## SELECTION
Monday, September 5, 2022

More on Josef Hofmann


A Beethoven 4 unlike any other in the recorded era. The 'very serious' crowd who flocked to Marlboro would hate this, but one has to figure that Hofmann's way of doing Beethoven goes back to Anton Rubinstein, who by contemporary accounts was the first pianist to truly reveal all 32 of Beethoven in all their glory. In it's way, this may be a far more serious Beethoven than all the austerity in the world.
Hofmann was clearly past his prime here (and potentially drunk...) but this is musicianship completely different from any other, and potentially a higher form of it. Listen to what Hofmann does every time there is an unexpected new tonality, Hofmann doesn't just bring out the fundamental bass which arrives us there, he brings out the entire transitional line that leads to the change. Every dissonance on which the symphonic form depends is highlighted. All sorts of inner lines are brought out, even clarified. He handbreaks all the time, but never indiscriminantly, rather to highlight a formal transition, or a diminished chord, or 9th or suspension so that there is no missing the dissonance. This, surely, is how audiences became spellbound by this music in the first place - making them into musiclovers who understand the language of symphonic form without it feeling like an impenetrable foreign language. Hofmann has clearly analyzed the contrapuntal and harmonic implications of every single note in relation to every other. The knowledge on command here is a miracle to behold. If this is a spontaneous interpretation, done differently every night on impulse as people always said Hofmann did, it is all the more miraculous.

## INSTRUCTIONS FOR THE TASK
According to the post on Josef Hofmann, which pianist was the first to truly reveal all 32 of Beethoven in all their glory?

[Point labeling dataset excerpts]
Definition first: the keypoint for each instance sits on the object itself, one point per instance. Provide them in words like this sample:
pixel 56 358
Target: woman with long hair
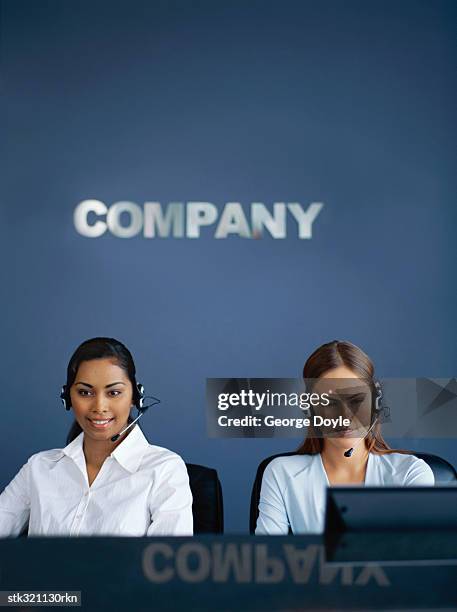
pixel 293 488
pixel 108 480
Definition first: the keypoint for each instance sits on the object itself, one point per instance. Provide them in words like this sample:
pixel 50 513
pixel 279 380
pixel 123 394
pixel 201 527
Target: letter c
pixel 80 218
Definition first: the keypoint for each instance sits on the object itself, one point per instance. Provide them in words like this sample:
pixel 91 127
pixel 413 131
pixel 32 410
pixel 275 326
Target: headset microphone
pixel 121 433
pixel 349 452
pixel 141 411
pixel 379 409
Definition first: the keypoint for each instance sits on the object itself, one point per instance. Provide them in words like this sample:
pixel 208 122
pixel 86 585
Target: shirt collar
pixel 128 453
pixel 131 450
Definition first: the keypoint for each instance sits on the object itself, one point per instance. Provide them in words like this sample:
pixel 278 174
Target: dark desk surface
pixel 239 572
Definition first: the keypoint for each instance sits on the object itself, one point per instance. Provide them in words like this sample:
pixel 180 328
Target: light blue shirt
pixel 293 492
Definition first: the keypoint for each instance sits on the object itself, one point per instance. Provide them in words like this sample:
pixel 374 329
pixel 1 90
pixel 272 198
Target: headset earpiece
pixel 377 397
pixel 140 397
pixel 65 398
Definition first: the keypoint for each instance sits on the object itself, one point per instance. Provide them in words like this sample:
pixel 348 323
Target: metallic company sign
pixel 93 218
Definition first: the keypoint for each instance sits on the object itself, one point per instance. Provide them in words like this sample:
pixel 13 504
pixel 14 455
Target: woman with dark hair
pixel 108 480
pixel 294 488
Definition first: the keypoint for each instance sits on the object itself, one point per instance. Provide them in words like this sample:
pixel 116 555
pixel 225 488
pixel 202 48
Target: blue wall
pixel 349 103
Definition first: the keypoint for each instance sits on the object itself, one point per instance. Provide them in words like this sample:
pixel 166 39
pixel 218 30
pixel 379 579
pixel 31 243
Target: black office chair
pixel 207 506
pixel 443 471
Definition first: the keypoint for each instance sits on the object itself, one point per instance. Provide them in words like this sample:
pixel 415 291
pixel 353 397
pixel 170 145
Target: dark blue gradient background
pixel 350 103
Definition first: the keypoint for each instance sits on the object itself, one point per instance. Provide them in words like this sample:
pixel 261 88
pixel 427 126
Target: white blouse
pixel 293 492
pixel 140 490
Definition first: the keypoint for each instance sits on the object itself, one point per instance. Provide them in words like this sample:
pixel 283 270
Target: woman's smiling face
pixel 101 397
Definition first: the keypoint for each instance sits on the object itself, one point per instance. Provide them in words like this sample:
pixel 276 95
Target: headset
pixel 139 404
pixel 380 412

## RESULT FOR THIS TASK
Anton Rubinstein.